## STATED GOAL
Starting at the line that contains "query: red sandstone cliff" and ending at the last line of the items below, put each line into a JSON list of strings, one string per line, with blank lines left out.

## RAW RECORDS
+===+
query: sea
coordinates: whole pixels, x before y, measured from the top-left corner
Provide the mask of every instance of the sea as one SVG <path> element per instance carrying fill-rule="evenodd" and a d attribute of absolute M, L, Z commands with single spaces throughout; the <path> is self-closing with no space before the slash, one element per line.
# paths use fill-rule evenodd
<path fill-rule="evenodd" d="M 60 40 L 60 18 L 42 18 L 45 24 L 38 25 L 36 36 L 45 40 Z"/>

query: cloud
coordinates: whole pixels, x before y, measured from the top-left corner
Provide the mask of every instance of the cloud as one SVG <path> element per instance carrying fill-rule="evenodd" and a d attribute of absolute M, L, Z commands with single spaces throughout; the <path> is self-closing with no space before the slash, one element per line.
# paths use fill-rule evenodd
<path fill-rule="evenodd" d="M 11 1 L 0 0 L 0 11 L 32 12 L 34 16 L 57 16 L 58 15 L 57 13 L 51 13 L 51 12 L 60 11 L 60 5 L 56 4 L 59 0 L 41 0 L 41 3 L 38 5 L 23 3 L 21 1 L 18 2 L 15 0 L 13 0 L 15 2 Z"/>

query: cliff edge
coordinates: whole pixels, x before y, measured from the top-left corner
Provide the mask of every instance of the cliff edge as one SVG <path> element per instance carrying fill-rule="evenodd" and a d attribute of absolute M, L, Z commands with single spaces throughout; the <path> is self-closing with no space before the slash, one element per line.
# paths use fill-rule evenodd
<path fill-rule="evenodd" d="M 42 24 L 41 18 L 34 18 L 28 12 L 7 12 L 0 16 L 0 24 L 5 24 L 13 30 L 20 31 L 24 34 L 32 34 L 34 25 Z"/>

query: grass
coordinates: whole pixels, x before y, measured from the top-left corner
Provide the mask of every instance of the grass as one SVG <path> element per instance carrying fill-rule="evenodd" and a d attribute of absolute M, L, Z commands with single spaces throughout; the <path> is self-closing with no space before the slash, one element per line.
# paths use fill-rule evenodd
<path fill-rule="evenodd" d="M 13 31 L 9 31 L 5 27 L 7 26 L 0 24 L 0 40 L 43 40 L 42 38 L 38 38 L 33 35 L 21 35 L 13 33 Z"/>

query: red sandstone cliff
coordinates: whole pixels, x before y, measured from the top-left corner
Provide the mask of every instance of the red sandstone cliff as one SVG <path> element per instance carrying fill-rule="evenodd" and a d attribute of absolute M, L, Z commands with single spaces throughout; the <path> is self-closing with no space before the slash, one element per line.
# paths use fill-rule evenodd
+===+
## TASK RESPONSE
[
  "query: red sandstone cliff",
  "coordinates: whole pixels, x before y, measured from the top-left corner",
  "Provide the mask of every instance of the red sandstone cliff as one SVG <path> element per instance carrying fill-rule=\"evenodd\" and a d attribute of absolute M, L, Z commands with single spaces throughout; the <path> is self-closing with no space before the slash, one element per line.",
  "# paths use fill-rule evenodd"
]